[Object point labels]
_ _ _ _

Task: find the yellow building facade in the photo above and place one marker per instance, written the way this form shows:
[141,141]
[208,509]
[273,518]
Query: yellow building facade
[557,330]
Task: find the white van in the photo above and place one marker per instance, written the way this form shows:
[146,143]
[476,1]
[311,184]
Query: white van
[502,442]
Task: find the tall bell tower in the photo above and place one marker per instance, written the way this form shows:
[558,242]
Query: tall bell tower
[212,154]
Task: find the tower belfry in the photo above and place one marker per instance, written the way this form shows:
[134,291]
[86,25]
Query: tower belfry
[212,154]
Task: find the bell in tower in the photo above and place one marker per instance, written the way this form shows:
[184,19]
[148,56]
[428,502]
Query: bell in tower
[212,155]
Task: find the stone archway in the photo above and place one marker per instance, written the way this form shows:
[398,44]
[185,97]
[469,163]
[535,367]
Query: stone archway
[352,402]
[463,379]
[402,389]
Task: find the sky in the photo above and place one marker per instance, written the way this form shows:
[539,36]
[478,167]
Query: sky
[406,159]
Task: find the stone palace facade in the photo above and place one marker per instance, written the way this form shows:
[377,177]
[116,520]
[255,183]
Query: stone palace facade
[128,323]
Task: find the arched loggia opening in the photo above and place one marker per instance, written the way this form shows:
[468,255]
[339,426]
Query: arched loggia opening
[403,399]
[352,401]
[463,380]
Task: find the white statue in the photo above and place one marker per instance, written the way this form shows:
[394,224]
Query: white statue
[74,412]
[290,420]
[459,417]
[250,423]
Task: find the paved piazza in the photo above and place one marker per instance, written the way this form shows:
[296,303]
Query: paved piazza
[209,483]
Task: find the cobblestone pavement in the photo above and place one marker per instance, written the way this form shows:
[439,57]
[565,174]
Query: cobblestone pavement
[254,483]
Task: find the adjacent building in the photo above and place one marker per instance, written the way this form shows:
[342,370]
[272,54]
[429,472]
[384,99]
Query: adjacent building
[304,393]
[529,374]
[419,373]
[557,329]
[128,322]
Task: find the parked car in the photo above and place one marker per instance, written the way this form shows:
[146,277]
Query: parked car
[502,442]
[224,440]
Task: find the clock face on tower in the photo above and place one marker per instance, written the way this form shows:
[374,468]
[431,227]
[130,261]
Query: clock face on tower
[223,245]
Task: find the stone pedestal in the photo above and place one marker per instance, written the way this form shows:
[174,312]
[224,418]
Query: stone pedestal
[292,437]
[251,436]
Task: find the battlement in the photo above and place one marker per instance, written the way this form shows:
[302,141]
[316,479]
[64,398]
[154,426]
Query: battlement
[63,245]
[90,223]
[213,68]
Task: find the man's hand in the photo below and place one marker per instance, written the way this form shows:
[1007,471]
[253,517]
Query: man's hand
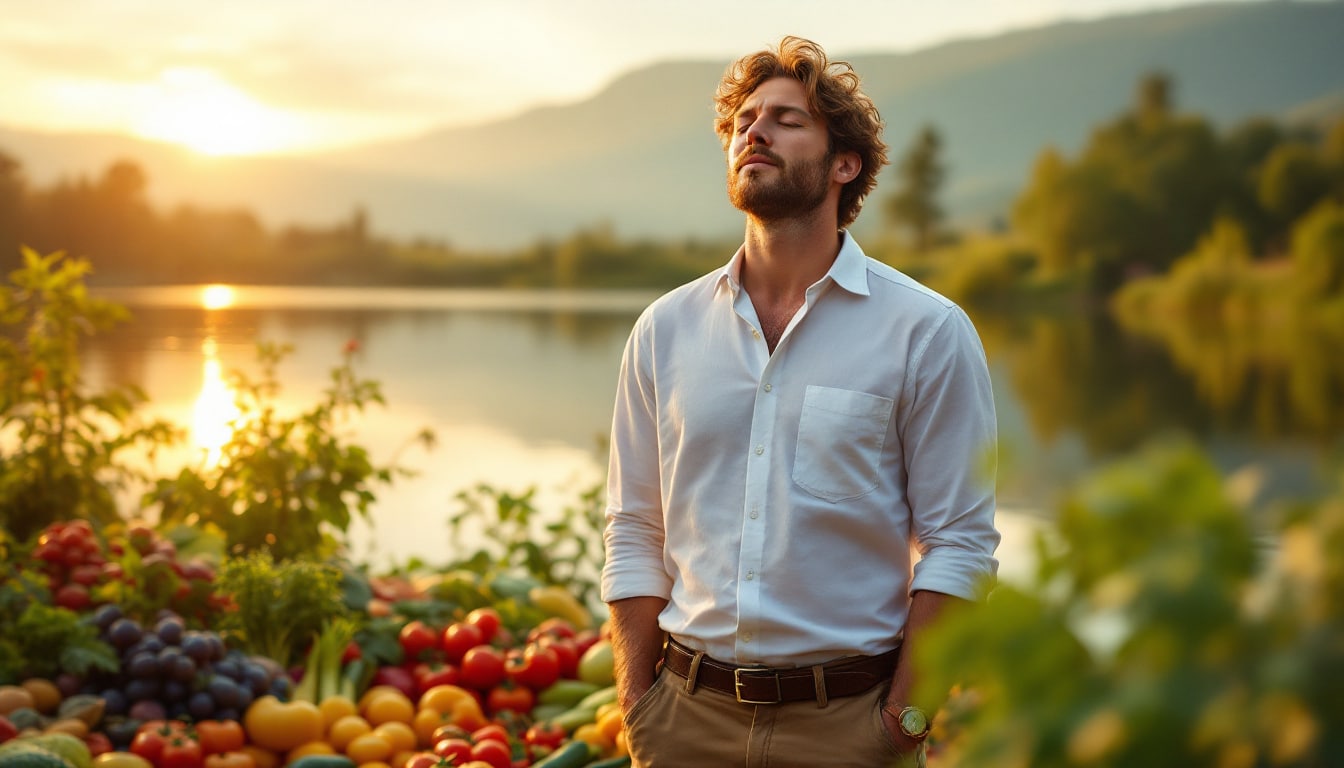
[637,644]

_ _ _ _

### GIVEN EXERCISE
Put each line of the records above into a Markdown table with two columns, Row and Line, where Row numbers the lines in order and Line holds the line itself. Leave out blank lines and pictures.

### ANSWER IN FULL
| Row | Line |
|---|---|
| 1 | Task: find the yellow building facade in the photo above and place one marker per instance, written the way this form shows: |
| 2 | [141,141] |
| 3 | [208,509] |
| 4 | [273,518] |
| 5 | Query: yellow building facade |
| 6 | [557,330] |
| 7 | Task: find the white van in the photo above and place one marker per instance, written the way this form shows: |
| 8 | [146,143] |
| 9 | [476,1] |
| 10 | [311,184] |
| 11 | Query: white van |
| 12 | [502,442] |
| 13 | Task: find the tall bell tower in the photo above and place one marker per instance, written the way this form shows: |
| 14 | [558,242] |
| 15 | Query: tall bell tower |
| 16 | [212,154] |
| 17 | Task: find the tower belfry in the photo above and place one marker per instance, written the way this form shows: |
| 18 | [134,291] |
| 19 | [86,25] |
| 20 | Query: tower belfry |
| 21 | [212,154] |
| 22 | Task: find the bell in tower in the photo above and place one marker per instance, written the way this form shows: |
| 23 | [184,19] |
| 24 | [148,56] |
| 25 | [428,502] |
| 26 | Query: bell in tower |
| 27 | [212,155] |
| 28 | Task: find the stone archway in the photo above and place one marker per instance, written the way this form shows: |
| 29 | [398,44] |
| 30 | [185,97] |
| 31 | [469,163] |
| 32 | [535,367] |
| 33 | Query: stone archway |
| 34 | [352,402] |
| 35 | [463,379] |
| 36 | [402,389] |
| 37 | Task: find the sky in the photo above and place one marker per instance, written the way this form shows: |
| 38 | [539,36] |
| 39 | [478,167] |
| 40 | Query: sky |
| 41 | [406,159] |
| 42 | Task: find the stone palace facade in the photo above and place one marker per instance, written the way this form shows: |
| 43 | [377,177] |
| 44 | [116,520] |
| 45 | [255,183] |
| 46 | Query: stone palace facade |
| 47 | [128,323] |
| 48 | Task: find the arched loggia opening in the photo above and place one marker per instance, written the way this form shows: |
| 49 | [468,255] |
| 50 | [339,426] |
| 51 | Query: arched loggia opening |
| 52 | [403,399] |
| 53 | [352,401] |
| 54 | [463,380] |
| 55 | Task: find the white statue in the photo above and place one marker per instance, written the way this form shows: |
| 56 | [394,224] |
| 57 | Query: white statue |
| 58 | [74,412] |
| 59 | [290,420] |
| 60 | [459,417] |
| 61 | [250,423] |
| 62 | Task: find the paved piazza in the photo above and place one marker per instance, written the way this form shows: |
| 63 | [296,303] |
| 64 | Query: paved piazza |
| 65 | [209,483] |
| 66 | Task: find the cobblestone pavement in the photo above and place one marker per instance, written the way this form shows: |
| 67 | [439,57] |
| 68 | [565,174] |
| 69 | Query: cobblestone pavement |
| 70 | [254,483] |
| 71 | Task: find the adjacent building in the photo above and place one marker per instance, written the way this form shows: |
| 72 | [342,370] |
| 73 | [272,54] |
| 74 | [429,472] |
| 75 | [384,99] |
| 76 | Query: adjacent building |
| 77 | [304,393] |
| 78 | [529,374] |
| 79 | [419,373] |
| 80 | [557,329] |
| 81 | [128,322] |
| 82 | Task: find the parked car in the photo above and place one marker per instance, written the way this form shows: |
| 83 | [146,277] |
| 84 | Query: parked car |
| 85 | [502,442] |
| 86 | [224,440] |
| 87 | Task: find the clock face on tower in the photo above and place one marker per instance, written the way this form shows: |
| 88 | [374,468] |
| 89 | [431,227] |
| 90 | [130,261] |
| 91 | Query: clock face on tower |
| 92 | [223,245] |
| 93 | Task: find the stone pedestal in the photo above and place one marker per instance, written the way this form shows: |
| 94 | [174,312] |
| 95 | [224,418] |
| 96 | Query: stone pedestal |
| 97 | [292,437] |
| 98 | [251,436] |
| 99 | Task: find the battlement in the photo above and place one marker per instance, written the way this form shows: |
| 100 | [302,141] |
| 101 | [316,479] |
| 102 | [64,398] |
| 103 | [154,426] |
| 104 | Query: battlement |
| 105 | [63,245] |
| 106 | [90,223] |
| 107 | [213,68] |
| 108 | Task: find the man's hand in the photo below and place one marker per instance, written the way this form shows: |
| 109 | [1007,471] |
| 110 | [253,517] |
| 111 | Query: man's hand |
| 112 | [637,644] |